__ENTRIES SHOWN__
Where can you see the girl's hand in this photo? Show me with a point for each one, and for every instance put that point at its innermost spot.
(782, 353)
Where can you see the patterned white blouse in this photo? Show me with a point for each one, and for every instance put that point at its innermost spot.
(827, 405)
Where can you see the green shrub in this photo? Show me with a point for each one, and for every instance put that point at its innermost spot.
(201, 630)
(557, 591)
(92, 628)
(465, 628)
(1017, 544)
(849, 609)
* * *
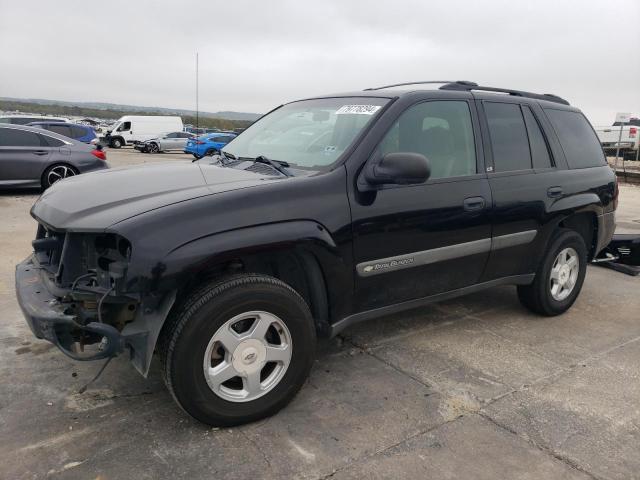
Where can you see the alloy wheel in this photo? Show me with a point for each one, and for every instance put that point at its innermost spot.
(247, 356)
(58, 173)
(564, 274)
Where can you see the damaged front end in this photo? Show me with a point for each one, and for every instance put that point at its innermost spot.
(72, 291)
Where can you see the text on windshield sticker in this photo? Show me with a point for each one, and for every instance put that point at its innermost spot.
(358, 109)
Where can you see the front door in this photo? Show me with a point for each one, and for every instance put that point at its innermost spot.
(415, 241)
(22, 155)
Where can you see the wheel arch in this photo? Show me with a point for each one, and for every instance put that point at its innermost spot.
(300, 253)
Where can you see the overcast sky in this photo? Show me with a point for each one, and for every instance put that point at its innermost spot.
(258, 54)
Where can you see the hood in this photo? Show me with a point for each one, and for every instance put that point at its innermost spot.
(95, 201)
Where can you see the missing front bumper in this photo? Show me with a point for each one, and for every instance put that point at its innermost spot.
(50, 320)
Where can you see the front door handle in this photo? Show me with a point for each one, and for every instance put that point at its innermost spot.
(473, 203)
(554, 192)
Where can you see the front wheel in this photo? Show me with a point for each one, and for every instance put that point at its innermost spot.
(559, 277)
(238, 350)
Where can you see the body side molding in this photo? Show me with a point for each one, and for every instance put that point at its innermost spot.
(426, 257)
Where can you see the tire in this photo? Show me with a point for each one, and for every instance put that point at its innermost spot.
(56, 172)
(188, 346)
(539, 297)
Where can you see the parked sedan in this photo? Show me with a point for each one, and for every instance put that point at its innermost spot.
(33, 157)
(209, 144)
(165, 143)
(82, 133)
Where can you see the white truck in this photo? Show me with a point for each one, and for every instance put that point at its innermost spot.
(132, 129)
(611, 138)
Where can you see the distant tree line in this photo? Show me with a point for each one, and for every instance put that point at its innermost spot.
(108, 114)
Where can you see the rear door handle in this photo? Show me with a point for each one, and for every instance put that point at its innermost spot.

__AIM__
State how many of the lines above contain the word "white". Reply with the number alone.

__FINAL RESULT__
2